### Dataset

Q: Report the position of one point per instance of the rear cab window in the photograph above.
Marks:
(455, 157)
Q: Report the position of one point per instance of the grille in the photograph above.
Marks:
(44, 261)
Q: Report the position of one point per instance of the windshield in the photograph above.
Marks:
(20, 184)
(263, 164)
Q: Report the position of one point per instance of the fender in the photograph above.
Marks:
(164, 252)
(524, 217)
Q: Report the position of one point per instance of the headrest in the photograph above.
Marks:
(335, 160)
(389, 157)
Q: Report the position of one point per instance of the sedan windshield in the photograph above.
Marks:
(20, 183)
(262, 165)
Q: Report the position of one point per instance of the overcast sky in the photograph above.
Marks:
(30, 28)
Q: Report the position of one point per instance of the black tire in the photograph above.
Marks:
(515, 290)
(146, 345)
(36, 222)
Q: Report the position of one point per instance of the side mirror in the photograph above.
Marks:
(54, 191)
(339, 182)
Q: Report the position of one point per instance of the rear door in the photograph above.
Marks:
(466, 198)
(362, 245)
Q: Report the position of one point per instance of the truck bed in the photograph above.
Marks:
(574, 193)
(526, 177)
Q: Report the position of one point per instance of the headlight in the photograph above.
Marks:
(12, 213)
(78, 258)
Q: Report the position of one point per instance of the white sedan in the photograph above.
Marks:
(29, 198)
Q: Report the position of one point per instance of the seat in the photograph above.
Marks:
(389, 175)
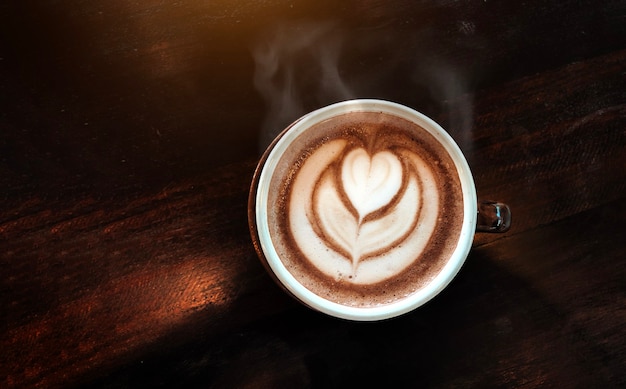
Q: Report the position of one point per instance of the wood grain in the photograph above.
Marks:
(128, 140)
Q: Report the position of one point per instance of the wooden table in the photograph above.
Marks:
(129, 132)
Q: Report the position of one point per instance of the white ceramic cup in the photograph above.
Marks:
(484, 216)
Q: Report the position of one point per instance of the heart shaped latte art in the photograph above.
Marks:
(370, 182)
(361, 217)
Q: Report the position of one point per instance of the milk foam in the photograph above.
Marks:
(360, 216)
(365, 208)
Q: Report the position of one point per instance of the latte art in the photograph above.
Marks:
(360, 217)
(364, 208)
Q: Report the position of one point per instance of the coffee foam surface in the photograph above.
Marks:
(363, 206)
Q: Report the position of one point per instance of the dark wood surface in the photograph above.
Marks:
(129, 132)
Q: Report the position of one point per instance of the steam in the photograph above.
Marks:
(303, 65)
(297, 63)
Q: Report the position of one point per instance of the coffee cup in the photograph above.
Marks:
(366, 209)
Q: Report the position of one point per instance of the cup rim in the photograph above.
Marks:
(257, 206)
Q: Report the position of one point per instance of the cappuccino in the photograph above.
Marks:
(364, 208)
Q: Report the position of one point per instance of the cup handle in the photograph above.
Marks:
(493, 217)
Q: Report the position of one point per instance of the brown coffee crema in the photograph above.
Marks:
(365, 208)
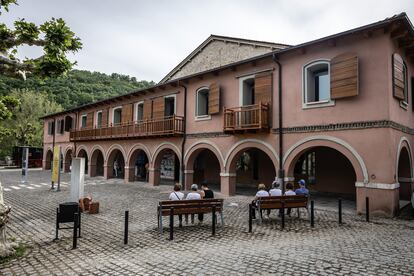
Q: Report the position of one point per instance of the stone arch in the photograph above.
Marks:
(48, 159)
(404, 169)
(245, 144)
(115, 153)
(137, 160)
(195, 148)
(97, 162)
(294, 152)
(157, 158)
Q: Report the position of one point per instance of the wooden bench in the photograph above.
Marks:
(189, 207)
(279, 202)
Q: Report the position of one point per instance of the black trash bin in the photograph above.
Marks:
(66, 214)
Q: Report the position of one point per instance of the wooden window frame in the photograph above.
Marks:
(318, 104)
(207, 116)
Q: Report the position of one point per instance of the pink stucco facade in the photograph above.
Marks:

--

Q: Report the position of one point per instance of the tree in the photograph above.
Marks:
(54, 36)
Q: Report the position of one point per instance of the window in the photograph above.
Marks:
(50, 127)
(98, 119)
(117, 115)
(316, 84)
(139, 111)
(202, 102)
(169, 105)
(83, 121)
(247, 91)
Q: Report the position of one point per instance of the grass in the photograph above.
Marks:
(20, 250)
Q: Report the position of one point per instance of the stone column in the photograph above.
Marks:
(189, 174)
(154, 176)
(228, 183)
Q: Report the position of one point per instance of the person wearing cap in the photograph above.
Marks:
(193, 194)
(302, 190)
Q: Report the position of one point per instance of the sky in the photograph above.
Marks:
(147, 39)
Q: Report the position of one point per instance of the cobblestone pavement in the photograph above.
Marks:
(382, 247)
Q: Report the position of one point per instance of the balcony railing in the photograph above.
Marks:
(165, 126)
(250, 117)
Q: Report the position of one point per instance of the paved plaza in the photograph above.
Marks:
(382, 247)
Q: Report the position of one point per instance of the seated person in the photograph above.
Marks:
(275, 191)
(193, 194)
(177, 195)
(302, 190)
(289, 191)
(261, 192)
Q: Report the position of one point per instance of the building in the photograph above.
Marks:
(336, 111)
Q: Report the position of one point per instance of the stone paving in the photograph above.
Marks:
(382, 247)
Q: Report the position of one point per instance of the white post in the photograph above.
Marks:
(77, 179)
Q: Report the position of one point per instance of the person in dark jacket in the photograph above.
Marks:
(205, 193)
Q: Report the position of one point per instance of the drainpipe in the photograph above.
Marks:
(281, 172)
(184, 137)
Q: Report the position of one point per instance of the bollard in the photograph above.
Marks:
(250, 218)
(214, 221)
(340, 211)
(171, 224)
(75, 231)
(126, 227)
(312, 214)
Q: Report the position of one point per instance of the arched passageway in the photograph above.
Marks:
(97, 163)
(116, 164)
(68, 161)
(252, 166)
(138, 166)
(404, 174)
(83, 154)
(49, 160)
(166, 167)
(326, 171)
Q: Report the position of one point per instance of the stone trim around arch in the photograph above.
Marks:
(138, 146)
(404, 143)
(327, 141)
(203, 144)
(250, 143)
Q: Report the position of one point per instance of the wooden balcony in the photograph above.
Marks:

...

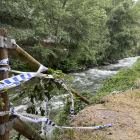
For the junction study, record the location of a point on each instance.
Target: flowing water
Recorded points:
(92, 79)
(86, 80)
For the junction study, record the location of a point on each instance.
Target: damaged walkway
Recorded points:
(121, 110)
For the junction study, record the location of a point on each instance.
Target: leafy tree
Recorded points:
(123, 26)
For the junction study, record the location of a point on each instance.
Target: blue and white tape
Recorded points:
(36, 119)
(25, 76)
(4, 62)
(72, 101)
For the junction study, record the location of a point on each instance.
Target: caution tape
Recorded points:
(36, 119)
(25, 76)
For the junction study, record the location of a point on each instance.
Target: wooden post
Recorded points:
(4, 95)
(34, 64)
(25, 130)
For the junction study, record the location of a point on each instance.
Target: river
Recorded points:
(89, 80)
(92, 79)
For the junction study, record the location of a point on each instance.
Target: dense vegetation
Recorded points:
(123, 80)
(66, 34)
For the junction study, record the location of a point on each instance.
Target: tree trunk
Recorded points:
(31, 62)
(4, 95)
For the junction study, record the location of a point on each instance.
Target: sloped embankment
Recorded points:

### Work item
This exercise requires the number of lines in the entries holding the word "surface", written alone.

### Result of this task
2